[Point labeling data based on photos]

++++++++++++++++++++

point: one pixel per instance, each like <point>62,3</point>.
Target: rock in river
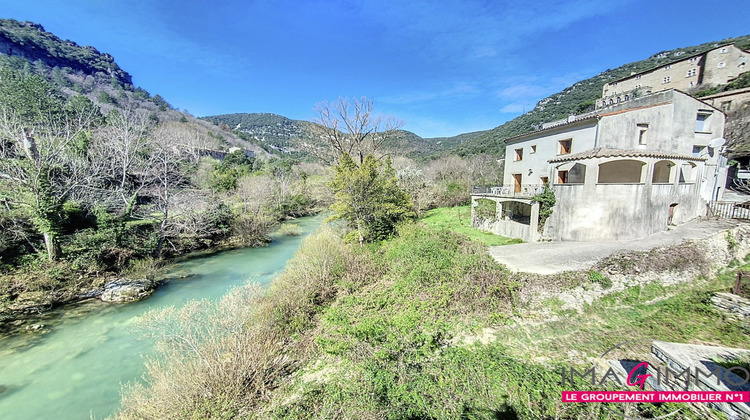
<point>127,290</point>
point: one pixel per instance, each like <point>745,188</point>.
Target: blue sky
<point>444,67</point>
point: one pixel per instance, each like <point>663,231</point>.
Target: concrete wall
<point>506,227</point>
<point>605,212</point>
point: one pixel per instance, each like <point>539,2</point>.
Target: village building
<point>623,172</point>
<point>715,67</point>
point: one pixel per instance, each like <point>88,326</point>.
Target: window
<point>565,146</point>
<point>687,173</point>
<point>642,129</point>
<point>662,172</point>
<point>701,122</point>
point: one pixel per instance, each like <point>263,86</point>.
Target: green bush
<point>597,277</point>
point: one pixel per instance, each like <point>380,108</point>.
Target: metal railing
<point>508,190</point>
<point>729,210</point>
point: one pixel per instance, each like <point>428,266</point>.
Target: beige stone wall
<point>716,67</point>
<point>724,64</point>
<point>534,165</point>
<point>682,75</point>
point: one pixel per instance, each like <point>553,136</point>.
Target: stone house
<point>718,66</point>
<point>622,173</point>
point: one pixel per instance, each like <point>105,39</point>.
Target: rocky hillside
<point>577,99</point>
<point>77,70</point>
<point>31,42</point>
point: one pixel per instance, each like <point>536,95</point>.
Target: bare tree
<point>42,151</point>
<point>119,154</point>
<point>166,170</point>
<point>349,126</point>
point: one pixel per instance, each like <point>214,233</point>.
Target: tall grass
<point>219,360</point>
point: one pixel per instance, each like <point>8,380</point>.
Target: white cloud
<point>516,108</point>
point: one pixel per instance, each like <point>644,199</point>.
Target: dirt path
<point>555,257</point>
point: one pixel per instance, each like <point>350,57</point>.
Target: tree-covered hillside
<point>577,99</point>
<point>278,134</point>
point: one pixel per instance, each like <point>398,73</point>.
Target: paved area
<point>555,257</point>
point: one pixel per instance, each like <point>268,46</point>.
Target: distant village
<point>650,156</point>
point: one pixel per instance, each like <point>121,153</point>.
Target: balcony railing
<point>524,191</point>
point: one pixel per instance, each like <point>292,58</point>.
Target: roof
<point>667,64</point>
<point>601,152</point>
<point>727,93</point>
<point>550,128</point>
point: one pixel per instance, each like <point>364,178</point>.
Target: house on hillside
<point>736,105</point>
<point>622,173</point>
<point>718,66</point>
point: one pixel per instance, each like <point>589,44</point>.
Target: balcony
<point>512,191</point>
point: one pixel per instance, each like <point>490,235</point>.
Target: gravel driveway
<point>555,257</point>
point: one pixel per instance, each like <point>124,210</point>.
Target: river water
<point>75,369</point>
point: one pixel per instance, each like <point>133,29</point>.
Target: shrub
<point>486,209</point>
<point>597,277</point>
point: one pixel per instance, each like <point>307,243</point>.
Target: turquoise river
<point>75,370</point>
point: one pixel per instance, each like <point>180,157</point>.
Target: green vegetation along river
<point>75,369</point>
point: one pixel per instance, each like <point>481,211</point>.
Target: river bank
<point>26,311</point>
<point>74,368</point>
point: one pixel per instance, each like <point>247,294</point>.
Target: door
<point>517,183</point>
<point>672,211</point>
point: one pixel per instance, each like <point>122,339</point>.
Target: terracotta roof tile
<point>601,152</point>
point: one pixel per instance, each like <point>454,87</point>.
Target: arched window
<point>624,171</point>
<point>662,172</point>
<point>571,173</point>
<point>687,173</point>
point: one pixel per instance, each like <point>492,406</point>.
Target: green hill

++++++++++++++++++++

→ Exercise instructions: Give the rows from the line containing "point: one pixel per instance, each like <point>247,294</point>." through the last line as a Markdown table with the columns No. and Line, leaving out blank lines.

→ In response:
| No. | Line |
|---|---|
| 1 | point: one pixel per instance, each like <point>247,294</point>. |
| 2 | Target: door |
| 3 | <point>517,183</point> |
| 4 | <point>672,211</point> |
| 5 | point: one pixel per instance, each like <point>122,339</point>. |
| 6 | Target: terracotta roof tile |
| 7 | <point>601,152</point> |
| 8 | point: one pixel per instance, each like <point>454,87</point>. |
| 9 | Target: arched window |
| 10 | <point>624,171</point> |
| 11 | <point>662,172</point> |
| 12 | <point>571,173</point> |
| 13 | <point>687,173</point> |
| 14 | point: one pixel per instance, each like <point>492,406</point>. |
| 15 | Target: green hill |